(Rows from a data collection)
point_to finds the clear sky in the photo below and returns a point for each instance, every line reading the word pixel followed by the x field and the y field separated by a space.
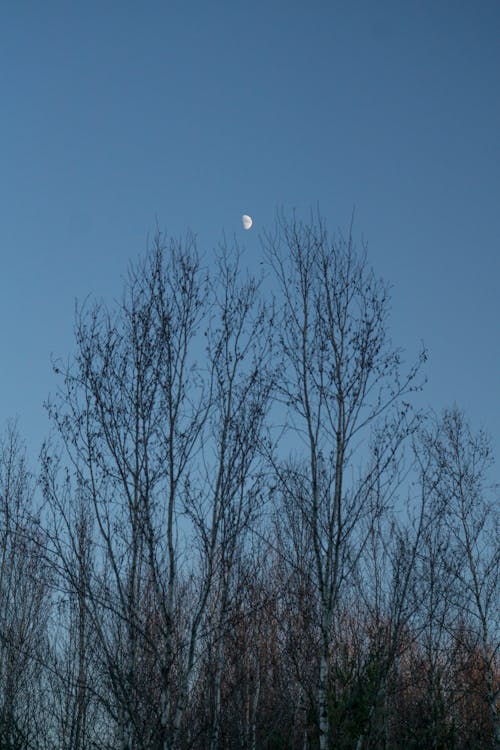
pixel 118 115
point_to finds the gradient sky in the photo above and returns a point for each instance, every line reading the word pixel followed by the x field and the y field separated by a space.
pixel 116 116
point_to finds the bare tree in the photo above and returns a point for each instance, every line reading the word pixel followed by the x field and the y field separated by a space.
pixel 341 379
pixel 24 602
pixel 472 557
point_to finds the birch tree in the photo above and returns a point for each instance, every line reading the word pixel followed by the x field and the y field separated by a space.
pixel 464 460
pixel 341 379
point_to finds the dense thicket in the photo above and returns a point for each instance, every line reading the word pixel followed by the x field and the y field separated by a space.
pixel 243 535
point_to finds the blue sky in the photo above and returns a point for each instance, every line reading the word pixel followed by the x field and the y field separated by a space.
pixel 116 116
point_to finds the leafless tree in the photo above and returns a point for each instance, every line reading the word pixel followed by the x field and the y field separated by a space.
pixel 341 379
pixel 472 557
pixel 24 602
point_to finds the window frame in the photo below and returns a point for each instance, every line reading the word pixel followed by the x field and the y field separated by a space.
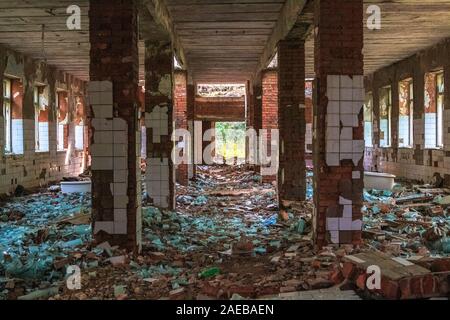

▶ **Exercise aim**
Reproduce every row above word for word, omitting the pictures.

▶ **Output of the task**
point_to finds the clear sky in the photo below and returns a point for each instance, every line reading the word pixel followed by the x field and the y field separated by a space.
pixel 118 115
point_to finds the gradient sky in the photo above and returns a point for each instance, every line reading the word pixel followed by the x field and the y field separated by a space.
pixel 116 116
point_to finds the bare tree in the photo above and returns a point for each instance, every line reading the word pixel followed by the x field and the y field separated by a space.
pixel 341 379
pixel 24 602
pixel 472 557
point_to finds the birch tree in the photo above and returns a point for each instance, every line reading the word pixel followed by the x field and the y field separated by a space.
pixel 464 460
pixel 341 379
point_to finds the dense thicket in the photo above and returns a point for each instance, every line reading the word pixel followed by the x field and the y field separated by a space.
pixel 243 535
point_to finds the blue sky in the photo above and returns a point for each instance, every line reading the word pixel followed by the x field and the y field separated by a space.
pixel 116 116
point_to finds the leafless tree in the photo above and returns a point for each instance, every line reading the word pixel followed by the x field and the y field separated by a space.
pixel 341 379
pixel 472 557
pixel 24 602
point_to finds the window frame in the photo below and returns a point for each instance, every line reading the word pixel followed by the x field and the y field separated by a space.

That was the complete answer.